begin

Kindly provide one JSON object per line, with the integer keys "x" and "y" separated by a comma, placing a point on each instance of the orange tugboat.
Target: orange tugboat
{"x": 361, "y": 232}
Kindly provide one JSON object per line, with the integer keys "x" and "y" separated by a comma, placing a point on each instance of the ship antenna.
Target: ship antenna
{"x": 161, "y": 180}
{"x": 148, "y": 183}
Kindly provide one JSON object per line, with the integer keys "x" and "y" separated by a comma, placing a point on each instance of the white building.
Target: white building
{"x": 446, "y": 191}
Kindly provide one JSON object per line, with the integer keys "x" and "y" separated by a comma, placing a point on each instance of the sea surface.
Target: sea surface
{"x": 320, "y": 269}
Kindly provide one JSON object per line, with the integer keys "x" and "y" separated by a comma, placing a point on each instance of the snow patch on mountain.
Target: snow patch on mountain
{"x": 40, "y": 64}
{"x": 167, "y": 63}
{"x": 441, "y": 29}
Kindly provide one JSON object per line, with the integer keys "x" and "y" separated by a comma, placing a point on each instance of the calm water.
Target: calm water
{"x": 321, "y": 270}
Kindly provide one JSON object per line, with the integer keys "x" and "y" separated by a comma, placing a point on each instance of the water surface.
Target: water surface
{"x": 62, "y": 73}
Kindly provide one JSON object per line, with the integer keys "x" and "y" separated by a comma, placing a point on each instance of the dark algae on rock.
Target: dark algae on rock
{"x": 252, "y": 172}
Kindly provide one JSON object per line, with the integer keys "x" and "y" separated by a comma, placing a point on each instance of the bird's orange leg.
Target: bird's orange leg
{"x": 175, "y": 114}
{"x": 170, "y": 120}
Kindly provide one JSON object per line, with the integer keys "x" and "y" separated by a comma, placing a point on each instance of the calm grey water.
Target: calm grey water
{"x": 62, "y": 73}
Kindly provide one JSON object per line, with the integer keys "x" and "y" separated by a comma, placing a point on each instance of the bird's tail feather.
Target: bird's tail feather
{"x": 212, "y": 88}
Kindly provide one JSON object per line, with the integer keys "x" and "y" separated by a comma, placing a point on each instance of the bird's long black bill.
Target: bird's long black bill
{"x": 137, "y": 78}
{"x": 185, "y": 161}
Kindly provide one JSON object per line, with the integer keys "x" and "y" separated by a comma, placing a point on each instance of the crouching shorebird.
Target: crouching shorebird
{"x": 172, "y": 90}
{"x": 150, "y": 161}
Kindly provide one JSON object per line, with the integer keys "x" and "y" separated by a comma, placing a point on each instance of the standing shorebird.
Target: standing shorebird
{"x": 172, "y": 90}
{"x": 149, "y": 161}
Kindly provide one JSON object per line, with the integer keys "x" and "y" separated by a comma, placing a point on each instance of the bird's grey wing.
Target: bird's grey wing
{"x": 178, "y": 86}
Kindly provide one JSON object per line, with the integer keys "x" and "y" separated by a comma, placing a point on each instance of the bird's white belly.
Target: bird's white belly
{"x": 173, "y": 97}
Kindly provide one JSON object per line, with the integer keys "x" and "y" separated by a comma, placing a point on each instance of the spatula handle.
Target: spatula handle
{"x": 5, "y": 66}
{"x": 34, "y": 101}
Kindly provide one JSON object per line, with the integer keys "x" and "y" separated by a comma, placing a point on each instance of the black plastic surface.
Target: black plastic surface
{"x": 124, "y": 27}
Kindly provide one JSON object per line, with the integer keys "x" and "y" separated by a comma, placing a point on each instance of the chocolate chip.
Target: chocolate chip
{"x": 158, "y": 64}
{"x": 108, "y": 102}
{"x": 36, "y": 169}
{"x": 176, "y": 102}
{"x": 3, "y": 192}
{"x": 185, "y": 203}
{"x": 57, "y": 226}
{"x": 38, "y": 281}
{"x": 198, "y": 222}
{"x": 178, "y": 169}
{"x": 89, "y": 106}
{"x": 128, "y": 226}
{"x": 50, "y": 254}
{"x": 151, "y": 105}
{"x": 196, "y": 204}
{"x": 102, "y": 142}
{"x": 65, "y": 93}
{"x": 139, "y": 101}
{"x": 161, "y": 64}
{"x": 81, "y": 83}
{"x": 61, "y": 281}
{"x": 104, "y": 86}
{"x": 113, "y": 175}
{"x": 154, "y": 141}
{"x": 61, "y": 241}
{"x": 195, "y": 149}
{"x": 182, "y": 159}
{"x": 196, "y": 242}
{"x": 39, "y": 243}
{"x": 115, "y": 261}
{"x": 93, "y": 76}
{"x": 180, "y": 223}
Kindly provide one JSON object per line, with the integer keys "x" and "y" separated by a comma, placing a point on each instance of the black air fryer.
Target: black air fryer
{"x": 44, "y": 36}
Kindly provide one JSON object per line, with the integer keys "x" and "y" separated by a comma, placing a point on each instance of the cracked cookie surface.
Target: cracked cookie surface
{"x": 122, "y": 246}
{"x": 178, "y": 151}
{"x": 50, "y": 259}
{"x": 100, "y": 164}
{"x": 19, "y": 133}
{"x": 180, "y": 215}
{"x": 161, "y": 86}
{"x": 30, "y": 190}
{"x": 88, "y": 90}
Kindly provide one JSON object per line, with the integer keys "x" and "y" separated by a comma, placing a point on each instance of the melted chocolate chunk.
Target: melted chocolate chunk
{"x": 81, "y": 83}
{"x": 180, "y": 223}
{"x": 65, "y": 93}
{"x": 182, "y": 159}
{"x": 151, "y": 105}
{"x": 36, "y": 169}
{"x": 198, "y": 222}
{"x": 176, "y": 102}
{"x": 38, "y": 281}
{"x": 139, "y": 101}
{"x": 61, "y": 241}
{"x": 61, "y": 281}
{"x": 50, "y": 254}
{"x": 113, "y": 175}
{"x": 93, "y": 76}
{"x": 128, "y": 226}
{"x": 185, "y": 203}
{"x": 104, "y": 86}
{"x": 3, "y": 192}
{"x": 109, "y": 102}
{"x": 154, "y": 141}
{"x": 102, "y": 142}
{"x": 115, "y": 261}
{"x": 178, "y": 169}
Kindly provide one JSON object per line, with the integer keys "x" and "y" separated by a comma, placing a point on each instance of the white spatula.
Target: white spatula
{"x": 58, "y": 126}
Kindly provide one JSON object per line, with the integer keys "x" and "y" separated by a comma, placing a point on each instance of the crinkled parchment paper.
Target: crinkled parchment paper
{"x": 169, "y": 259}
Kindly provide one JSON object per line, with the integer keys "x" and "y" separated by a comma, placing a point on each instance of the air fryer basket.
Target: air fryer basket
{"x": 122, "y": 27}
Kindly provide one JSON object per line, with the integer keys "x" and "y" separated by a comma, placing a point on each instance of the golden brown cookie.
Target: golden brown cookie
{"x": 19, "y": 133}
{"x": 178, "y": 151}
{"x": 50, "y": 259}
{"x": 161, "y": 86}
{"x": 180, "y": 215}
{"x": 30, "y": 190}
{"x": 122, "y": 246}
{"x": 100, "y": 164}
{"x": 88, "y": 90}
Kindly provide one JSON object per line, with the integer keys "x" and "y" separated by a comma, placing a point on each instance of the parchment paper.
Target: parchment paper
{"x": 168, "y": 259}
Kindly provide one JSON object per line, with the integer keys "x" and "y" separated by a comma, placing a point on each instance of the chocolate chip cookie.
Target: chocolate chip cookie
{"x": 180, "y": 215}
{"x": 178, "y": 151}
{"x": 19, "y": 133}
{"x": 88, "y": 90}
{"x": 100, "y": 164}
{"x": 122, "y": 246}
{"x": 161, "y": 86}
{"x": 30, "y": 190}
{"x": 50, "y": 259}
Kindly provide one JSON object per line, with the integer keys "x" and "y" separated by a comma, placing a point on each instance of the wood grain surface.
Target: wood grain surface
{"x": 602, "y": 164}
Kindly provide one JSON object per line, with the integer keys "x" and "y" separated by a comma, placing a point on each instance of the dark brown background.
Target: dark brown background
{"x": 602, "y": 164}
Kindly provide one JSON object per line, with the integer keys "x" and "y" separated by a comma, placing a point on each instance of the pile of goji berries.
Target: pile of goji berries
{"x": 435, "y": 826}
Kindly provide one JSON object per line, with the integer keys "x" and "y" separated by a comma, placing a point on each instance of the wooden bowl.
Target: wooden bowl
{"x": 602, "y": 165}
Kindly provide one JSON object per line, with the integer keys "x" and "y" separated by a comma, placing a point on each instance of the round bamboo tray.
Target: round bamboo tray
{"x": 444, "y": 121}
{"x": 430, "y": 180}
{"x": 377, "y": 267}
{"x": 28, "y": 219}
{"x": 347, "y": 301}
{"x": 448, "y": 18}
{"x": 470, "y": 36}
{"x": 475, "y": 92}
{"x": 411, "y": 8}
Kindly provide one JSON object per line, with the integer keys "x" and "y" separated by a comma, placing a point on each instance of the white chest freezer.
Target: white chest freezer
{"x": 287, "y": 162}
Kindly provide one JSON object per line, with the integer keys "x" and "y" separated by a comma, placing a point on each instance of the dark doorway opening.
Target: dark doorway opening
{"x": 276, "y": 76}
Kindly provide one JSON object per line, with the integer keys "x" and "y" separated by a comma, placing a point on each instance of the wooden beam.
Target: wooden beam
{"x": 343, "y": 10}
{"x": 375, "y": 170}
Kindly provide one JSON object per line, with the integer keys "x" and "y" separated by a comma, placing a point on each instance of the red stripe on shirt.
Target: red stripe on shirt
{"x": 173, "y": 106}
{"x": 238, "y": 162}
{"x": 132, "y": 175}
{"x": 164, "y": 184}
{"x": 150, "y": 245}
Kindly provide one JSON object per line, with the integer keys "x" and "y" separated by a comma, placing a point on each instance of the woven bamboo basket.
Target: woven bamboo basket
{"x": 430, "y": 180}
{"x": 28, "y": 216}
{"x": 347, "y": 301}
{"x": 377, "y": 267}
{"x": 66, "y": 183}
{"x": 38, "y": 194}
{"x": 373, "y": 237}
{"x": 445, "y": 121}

end

▸ WRITTEN PROBLEM: Reproduce the lines verbatim, starting at the line containing "woven bamboo basket." and ending with the last line of the items.

▸ REPLY:
Kindly provide one JSON object per line, with the integer keys "x" and "y" separated by a comma, placing a point on each instance of the woven bamboo basket.
Target: woven bamboo basket
{"x": 430, "y": 180}
{"x": 28, "y": 216}
{"x": 347, "y": 301}
{"x": 377, "y": 267}
{"x": 66, "y": 183}
{"x": 38, "y": 194}
{"x": 373, "y": 237}
{"x": 445, "y": 121}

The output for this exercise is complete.